_WHAT THIS TASK INVOLVES_
Give again, exactly as written, each line of the material below starting at the line that contains "Task: Where can the shallow" and ending at the line that contains "Target: white teeth". Both ends count, and no other line does.

╭─ DATA FOR THIS TASK

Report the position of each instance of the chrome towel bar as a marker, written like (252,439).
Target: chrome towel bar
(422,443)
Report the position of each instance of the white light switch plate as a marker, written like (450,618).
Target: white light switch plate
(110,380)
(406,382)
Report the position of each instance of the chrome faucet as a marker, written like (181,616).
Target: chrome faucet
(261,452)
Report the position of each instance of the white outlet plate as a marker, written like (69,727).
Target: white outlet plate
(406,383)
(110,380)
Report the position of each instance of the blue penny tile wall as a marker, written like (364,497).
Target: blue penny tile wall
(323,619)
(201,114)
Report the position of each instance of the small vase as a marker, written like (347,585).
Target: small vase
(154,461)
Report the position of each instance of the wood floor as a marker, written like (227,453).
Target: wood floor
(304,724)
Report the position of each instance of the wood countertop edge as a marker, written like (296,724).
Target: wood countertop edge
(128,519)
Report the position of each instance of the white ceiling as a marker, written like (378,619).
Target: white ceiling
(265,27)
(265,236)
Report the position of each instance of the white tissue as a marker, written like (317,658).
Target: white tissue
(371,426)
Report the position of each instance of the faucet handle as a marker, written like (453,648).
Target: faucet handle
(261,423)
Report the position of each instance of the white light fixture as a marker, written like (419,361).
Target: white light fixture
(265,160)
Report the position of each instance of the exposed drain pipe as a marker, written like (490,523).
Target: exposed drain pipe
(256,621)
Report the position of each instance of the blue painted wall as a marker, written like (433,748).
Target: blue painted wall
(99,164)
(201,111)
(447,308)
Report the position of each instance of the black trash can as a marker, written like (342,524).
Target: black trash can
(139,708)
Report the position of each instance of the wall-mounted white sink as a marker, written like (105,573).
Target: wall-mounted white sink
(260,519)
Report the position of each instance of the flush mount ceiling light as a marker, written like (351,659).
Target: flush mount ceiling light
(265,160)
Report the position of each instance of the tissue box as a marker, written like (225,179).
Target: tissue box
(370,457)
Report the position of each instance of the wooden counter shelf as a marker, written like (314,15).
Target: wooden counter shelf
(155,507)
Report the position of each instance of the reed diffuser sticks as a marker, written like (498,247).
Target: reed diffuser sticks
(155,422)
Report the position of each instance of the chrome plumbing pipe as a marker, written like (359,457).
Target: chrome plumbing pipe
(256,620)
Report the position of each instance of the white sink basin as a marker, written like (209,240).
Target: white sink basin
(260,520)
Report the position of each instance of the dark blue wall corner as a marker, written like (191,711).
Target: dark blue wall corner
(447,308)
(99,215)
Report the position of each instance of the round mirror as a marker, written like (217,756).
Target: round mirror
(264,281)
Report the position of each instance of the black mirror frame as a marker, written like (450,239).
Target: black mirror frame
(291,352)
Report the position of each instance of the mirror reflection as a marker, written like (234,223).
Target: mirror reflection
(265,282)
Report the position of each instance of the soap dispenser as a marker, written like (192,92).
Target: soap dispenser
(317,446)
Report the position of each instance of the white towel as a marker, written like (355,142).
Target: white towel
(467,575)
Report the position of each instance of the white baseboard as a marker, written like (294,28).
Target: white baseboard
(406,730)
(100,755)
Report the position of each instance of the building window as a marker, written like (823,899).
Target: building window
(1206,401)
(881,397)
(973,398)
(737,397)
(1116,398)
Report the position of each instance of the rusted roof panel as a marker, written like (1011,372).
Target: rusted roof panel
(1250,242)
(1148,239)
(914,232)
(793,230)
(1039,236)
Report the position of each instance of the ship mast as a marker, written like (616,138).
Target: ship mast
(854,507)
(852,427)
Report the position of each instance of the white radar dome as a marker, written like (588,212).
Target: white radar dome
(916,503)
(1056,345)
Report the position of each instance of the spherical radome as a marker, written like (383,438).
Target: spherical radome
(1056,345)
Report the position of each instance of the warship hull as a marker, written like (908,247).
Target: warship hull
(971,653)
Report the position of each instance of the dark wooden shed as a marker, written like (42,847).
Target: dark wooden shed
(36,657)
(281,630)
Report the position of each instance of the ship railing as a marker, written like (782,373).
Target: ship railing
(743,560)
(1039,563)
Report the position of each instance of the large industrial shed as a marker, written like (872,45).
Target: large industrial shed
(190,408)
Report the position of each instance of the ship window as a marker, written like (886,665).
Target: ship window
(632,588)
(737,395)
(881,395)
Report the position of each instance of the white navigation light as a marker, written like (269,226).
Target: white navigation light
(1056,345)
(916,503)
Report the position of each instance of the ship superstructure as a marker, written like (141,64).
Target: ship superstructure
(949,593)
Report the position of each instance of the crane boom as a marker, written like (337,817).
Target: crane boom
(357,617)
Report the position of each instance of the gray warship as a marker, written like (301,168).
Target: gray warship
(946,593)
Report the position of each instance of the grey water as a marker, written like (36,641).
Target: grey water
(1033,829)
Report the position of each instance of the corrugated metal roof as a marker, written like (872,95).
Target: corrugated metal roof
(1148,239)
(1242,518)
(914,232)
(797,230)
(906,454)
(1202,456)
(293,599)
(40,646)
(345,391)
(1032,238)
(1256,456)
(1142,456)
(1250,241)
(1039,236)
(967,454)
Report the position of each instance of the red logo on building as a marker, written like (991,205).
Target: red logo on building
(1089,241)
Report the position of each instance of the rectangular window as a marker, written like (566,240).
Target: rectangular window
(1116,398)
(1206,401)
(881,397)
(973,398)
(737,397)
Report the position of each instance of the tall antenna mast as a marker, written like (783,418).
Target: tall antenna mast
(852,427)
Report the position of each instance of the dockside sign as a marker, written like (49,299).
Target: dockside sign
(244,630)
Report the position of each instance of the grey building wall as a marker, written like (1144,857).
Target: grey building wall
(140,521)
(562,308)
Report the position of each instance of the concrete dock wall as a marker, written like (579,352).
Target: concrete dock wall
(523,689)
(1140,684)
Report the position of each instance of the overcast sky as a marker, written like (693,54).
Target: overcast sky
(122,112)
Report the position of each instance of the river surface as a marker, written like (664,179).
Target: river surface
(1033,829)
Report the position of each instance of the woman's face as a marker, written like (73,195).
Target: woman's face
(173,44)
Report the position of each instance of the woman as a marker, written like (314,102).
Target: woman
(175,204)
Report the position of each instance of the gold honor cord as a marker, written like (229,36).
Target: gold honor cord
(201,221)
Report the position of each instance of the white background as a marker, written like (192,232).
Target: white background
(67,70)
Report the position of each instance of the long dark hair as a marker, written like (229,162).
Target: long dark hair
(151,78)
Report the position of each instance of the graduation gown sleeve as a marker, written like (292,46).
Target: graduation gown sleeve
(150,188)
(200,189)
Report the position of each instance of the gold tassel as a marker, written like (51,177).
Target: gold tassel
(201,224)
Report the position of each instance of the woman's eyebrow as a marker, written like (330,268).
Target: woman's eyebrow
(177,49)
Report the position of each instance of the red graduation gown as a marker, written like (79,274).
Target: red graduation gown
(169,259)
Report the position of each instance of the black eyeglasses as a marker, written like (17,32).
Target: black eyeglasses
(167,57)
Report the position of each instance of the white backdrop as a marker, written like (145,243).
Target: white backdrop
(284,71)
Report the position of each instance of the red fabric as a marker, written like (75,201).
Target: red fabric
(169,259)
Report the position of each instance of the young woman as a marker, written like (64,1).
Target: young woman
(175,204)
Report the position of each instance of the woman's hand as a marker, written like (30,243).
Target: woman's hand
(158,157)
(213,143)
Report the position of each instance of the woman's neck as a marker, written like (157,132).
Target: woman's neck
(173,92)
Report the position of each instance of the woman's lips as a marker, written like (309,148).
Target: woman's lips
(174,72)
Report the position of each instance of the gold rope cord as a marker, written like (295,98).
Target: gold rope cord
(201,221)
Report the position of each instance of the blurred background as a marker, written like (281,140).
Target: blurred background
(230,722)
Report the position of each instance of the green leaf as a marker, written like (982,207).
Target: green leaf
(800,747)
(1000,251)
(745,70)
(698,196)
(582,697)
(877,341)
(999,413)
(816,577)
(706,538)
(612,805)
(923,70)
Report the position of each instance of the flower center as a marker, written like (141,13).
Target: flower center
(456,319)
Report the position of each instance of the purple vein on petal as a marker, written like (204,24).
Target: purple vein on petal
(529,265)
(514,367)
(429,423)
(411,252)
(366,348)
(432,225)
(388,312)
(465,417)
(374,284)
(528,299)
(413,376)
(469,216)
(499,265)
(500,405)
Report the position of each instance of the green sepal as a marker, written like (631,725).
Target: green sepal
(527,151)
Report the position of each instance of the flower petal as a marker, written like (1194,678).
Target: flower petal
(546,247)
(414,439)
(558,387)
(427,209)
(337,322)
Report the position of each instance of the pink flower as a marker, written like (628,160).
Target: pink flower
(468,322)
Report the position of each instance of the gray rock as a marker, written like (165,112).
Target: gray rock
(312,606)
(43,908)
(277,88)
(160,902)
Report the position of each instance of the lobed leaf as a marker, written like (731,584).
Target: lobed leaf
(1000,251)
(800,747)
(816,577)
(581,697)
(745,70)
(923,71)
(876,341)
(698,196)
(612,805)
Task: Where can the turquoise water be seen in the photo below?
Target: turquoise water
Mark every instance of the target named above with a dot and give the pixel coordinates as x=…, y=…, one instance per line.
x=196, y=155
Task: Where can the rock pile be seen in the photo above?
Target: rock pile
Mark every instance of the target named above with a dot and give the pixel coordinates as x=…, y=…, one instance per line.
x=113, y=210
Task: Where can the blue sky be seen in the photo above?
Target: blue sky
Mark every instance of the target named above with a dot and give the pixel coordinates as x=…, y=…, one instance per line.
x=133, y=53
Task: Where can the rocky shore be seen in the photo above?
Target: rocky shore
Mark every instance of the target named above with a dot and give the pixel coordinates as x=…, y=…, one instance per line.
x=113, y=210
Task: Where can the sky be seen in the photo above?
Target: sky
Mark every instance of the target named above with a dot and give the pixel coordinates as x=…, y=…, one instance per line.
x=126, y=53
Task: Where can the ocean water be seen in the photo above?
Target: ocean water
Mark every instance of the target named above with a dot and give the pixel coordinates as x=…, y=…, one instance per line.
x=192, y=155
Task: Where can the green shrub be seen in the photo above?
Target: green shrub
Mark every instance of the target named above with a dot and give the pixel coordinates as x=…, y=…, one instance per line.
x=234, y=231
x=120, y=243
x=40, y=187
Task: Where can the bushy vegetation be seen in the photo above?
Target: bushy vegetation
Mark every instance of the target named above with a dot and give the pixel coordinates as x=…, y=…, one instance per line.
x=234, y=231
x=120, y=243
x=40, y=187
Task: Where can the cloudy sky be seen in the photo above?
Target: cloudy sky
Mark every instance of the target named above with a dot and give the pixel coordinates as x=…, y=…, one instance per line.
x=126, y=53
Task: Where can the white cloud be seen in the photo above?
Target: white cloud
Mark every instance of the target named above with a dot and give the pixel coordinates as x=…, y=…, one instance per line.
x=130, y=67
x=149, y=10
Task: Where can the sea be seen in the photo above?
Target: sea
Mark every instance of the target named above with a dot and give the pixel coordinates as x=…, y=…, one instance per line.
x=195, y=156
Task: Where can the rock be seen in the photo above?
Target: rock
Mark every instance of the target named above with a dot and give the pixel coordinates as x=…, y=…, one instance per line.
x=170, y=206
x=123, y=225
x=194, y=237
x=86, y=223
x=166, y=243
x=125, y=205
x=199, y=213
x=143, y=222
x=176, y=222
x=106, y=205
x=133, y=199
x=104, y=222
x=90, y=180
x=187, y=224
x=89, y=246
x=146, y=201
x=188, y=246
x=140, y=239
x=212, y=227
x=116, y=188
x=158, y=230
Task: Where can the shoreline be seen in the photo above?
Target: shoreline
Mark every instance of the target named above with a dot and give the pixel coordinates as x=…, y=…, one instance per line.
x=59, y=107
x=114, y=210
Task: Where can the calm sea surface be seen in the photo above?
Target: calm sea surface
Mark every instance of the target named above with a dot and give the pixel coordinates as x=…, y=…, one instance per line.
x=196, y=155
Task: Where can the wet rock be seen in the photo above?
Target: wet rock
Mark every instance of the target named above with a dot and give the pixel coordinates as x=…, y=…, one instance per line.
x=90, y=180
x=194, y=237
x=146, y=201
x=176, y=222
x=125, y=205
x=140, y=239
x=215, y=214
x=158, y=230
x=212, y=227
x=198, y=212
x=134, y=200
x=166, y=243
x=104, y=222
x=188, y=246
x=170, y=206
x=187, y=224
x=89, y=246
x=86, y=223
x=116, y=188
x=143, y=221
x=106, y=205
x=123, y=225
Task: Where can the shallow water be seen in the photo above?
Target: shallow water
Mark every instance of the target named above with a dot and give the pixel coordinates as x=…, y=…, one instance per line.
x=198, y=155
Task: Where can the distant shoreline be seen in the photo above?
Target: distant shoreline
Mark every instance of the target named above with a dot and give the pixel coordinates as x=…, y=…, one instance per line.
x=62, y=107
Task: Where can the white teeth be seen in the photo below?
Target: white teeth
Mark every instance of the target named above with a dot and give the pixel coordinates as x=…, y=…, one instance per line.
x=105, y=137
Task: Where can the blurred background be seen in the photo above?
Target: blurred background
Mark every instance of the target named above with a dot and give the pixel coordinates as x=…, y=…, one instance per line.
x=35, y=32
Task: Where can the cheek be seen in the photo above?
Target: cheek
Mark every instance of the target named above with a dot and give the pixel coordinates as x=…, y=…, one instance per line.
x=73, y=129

╰─

_THE COMPLETED TASK_
Task: Where can the shallow water be seen in the photo above?
Target: shallow water
Mark every instance of the target named above with a dot and give the pixel coordinates as x=…, y=…, one instance per line.
x=198, y=155
Task: Where can the distant shoreline be seen in the photo above?
Target: distant shoreline
Mark every instance of the target named above with a dot and give the pixel coordinates as x=…, y=…, one instance per line.
x=62, y=107
Task: Where can the white teeth be seen in the photo below?
Target: white teeth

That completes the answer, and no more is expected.